## WORK INSTRUCTIONS
1) In the Schedule 13D amendment excerpt below, what business address is given for Dan Duncan?
2) Write a continuation of the Schedule 13D amendment excerpt below, starting right after its last sentence.

## DOCUMENT SEGMENT
************

This Amendment No. 9 on Schedule 13D/A (“Amendment No. 8”) is being filed by Dan L. Duncan, a citizen of the United States of America residing in Houston, Texas (“Dan Duncan”), DFI Delaware Holdings L.P. (formerly Enterprise Products Delaware Holdings, L.P.), a Delaware limited partnership (“DFIDH”), Duncan Family Interests, Inc. (formerly EPC Partners II, Inc.), a Delaware corporation (“DFI”), EPCO Holdings, Inc., a Delaware corporation (“EPCO Holdings”), EPCO, Inc. (formerly Enterprise Products Company), a Texas corporation (“EPCO”), Dan L. Duncan LLC, a Texas limited liability company (“DDLLC”), Enterprise GP Holdings L.P., a Delaware limited partnership (“EPE”) and DD Securities LLC, a Texas limited liability company (“DD Securities,” and together with Dan Duncan, DFIDH, DFI, EPCO Holdings, EPCO, DDLLC and EPE, the “Reporting Persons”), to amend the Schedule 13D originally filed on August 14, 2003, as amended by Amendment No. 1 thereto, filed September 15, 2003, Amendment No. 2 thereto, filed December 19, 2003, Amendment No. 3 thereto, filed June 2, 2004, Amendment No. 4 thereto, filed August 20, 2004, Amendment No. 5 filed on April 13, 2005, Amendment No. 6 filed on February 15, 2007, Amendment No. 7 filed on February 29, 2008 and Amendment No. 8 filed on April 29, 2009 (the “Original Schedule 13D”).
 
Unless otherwise defined herein, capitalized terms used herein shall have the meanings set forth in the Original Schedule 13D.
 
Item 2. Identity and Background.

Item 2 of the Original Schedule 13D is hereby amended to read its entirety as follows:
     
This statement is being filed by Dan Duncan, DFIDH, DFI, EPCO Holdings, EPCO, DDLLC, GP Holdings and DD Securities. Each of Dan Duncan, DFIDH, DFI, EPCO Holdings, EPCO, DDLLC, GP Holdings and DD Securities is referred to herein as a “Reporting Person.”
     
Dan Duncan’s business address is 1100 Louisiana Street, 10th Floor, Houston, Texas 77002. Dan Duncan is a Director and Chairman of EPE Holdings, LLC, a Delaware limited liability company and the sole general partner of GP Holdings. GP Holdings is the sole member of Enterprise Products GP, LLC, a Delaware limited liability company and the sole general partner of the Issuer (the “General Partner”). The General Partner’s principal business address and principal office address is 1100 Louisiana Street, 10th Floor, Houston, Texas 77002.

************

## ROWS
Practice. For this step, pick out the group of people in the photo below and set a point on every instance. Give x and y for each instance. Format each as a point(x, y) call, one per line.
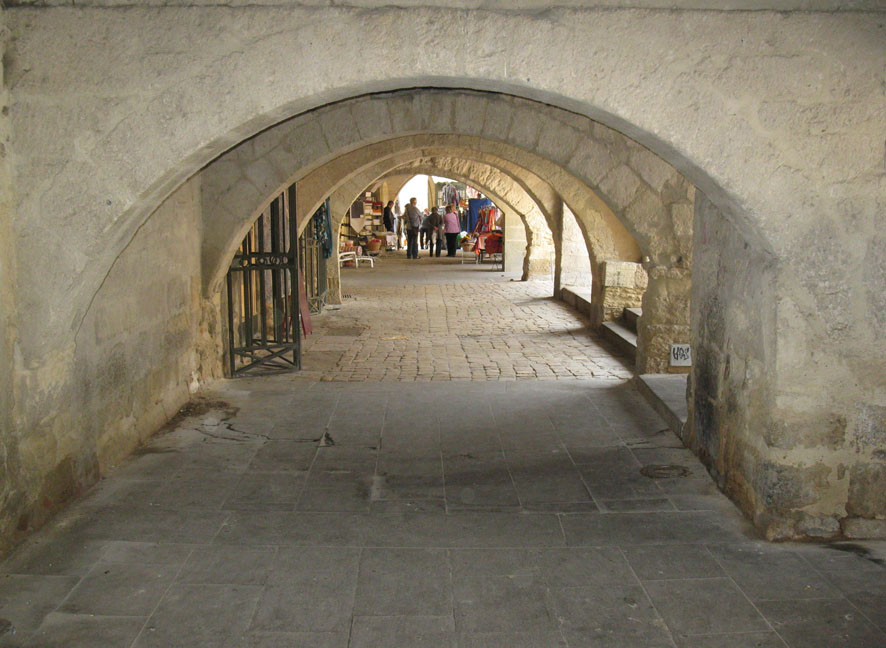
point(431, 227)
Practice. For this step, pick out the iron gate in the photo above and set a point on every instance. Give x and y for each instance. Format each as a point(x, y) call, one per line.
point(263, 299)
point(312, 259)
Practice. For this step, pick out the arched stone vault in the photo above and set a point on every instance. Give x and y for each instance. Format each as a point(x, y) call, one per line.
point(605, 237)
point(776, 117)
point(633, 190)
point(538, 235)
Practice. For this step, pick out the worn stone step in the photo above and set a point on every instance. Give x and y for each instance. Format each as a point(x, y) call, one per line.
point(630, 316)
point(623, 338)
point(578, 298)
point(667, 395)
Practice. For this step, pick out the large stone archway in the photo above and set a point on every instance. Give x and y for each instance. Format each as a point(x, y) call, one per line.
point(773, 116)
point(500, 188)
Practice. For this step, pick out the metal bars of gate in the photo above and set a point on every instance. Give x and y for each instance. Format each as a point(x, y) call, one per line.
point(262, 290)
point(312, 262)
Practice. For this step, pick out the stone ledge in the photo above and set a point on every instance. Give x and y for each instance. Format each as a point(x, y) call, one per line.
point(666, 393)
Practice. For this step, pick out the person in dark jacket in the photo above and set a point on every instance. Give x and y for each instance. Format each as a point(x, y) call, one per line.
point(388, 217)
point(413, 218)
point(435, 231)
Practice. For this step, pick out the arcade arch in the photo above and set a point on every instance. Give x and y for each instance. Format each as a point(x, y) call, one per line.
point(760, 161)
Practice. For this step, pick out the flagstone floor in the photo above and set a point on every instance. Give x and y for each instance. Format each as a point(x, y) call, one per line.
point(315, 512)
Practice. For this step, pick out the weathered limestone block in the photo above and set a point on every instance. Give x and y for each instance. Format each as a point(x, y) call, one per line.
point(665, 319)
point(623, 285)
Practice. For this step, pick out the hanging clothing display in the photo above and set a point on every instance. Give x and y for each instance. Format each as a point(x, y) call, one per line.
point(451, 194)
point(473, 213)
point(323, 229)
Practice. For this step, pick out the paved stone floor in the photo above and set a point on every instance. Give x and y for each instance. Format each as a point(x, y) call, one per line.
point(463, 514)
point(452, 321)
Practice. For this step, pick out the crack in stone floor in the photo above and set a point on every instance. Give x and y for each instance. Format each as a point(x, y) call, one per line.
point(460, 514)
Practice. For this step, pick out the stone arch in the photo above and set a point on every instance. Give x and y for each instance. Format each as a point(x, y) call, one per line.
point(630, 184)
point(533, 220)
point(791, 173)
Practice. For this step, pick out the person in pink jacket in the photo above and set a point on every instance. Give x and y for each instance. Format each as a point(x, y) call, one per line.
point(451, 228)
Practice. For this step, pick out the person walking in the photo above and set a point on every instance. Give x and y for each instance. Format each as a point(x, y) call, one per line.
point(435, 231)
point(451, 228)
point(413, 218)
point(424, 234)
point(388, 217)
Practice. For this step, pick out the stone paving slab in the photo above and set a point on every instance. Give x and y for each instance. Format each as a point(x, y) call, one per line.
point(465, 495)
point(396, 554)
point(421, 321)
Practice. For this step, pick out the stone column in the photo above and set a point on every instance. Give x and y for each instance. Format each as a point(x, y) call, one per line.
point(539, 247)
point(556, 225)
point(515, 242)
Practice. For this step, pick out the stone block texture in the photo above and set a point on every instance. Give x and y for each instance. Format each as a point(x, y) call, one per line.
point(111, 257)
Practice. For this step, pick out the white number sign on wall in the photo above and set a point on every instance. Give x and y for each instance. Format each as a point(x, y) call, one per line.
point(680, 355)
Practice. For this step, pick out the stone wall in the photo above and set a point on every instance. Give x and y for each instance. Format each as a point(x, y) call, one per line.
point(623, 284)
point(146, 345)
point(778, 117)
point(10, 492)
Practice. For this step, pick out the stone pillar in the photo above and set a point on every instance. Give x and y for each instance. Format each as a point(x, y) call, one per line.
point(515, 242)
point(665, 319)
point(9, 451)
point(575, 266)
point(556, 225)
point(333, 278)
point(539, 247)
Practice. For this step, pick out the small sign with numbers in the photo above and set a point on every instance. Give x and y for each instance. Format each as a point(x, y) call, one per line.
point(680, 355)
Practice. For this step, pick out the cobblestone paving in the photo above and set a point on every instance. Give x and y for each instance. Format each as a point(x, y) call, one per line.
point(439, 320)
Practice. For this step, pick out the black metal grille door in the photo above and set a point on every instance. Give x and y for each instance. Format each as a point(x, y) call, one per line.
point(312, 261)
point(263, 309)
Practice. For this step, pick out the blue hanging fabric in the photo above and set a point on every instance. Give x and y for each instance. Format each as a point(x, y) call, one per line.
point(474, 207)
point(323, 229)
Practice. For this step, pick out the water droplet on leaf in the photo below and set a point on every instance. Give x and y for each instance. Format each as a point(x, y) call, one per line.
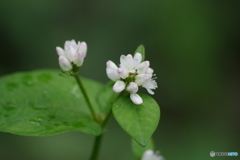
point(34, 121)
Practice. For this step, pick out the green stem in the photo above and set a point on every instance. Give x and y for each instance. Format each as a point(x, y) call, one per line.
point(98, 139)
point(85, 96)
point(96, 148)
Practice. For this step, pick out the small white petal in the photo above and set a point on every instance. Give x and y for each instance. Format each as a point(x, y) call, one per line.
point(123, 73)
point(60, 51)
point(112, 74)
point(132, 87)
point(150, 71)
point(142, 78)
point(111, 64)
point(70, 53)
point(147, 155)
point(66, 45)
point(64, 64)
point(123, 61)
point(138, 58)
point(82, 48)
point(136, 98)
point(149, 85)
point(142, 68)
point(79, 58)
point(119, 86)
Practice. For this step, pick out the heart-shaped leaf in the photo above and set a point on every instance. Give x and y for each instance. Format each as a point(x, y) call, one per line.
point(139, 121)
point(41, 103)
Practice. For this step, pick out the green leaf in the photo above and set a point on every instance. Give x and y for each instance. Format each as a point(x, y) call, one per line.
point(65, 74)
point(141, 50)
point(139, 150)
point(139, 121)
point(41, 103)
point(106, 96)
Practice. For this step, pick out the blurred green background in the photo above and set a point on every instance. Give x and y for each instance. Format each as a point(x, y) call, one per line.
point(193, 46)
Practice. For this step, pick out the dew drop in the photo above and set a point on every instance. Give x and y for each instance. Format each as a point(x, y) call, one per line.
point(57, 124)
point(66, 124)
point(9, 107)
point(6, 115)
point(40, 118)
point(75, 91)
point(28, 80)
point(48, 127)
point(51, 117)
point(46, 95)
point(11, 86)
point(34, 121)
point(45, 78)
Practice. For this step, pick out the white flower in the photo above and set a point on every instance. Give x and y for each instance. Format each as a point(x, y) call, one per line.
point(130, 74)
point(72, 55)
point(149, 155)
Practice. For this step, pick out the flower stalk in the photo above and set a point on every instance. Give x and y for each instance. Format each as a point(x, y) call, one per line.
point(79, 82)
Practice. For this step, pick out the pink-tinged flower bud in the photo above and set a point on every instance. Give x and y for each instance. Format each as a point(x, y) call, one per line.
point(142, 68)
point(60, 51)
point(70, 53)
point(138, 58)
point(136, 98)
point(112, 74)
point(64, 64)
point(132, 87)
point(119, 86)
point(150, 71)
point(150, 155)
point(79, 58)
point(123, 73)
point(82, 48)
point(142, 78)
point(111, 65)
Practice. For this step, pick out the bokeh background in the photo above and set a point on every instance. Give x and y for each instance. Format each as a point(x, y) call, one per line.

************

## ANSWERS TO THE EXERCISE
1) 1100 Louisiana Street, 10th Floor, Houston, Texas 77002.

2)
EPCO is an entity controlled by Dan Duncan through Dan Duncan’s 50.4% ownership interest in the Class A Common Stock of EPCO. EPCO’s principal business is to provide employees and management and administrative services to the Issuer and the General Partner in its capacity as general partner of the Issuer. In addition, EPCO provides employees and management and administrative services to certain other entities, including GP Holdings and its general partner, TEPPCO Partners, L.P., a publicly traded Delaware limited partnership (“TEPPCO”), and its general partner and Duncan Energy Partners L.P., a publicly traded Delaware limited partnership. In addition, EPCO owns and operates a trucking business that provides transportation services to the NGL and petrochemical industry. EPCO’s principal business address and principal office address is 1100 Louisiana, 10th Floor, Houston, Texas 77002.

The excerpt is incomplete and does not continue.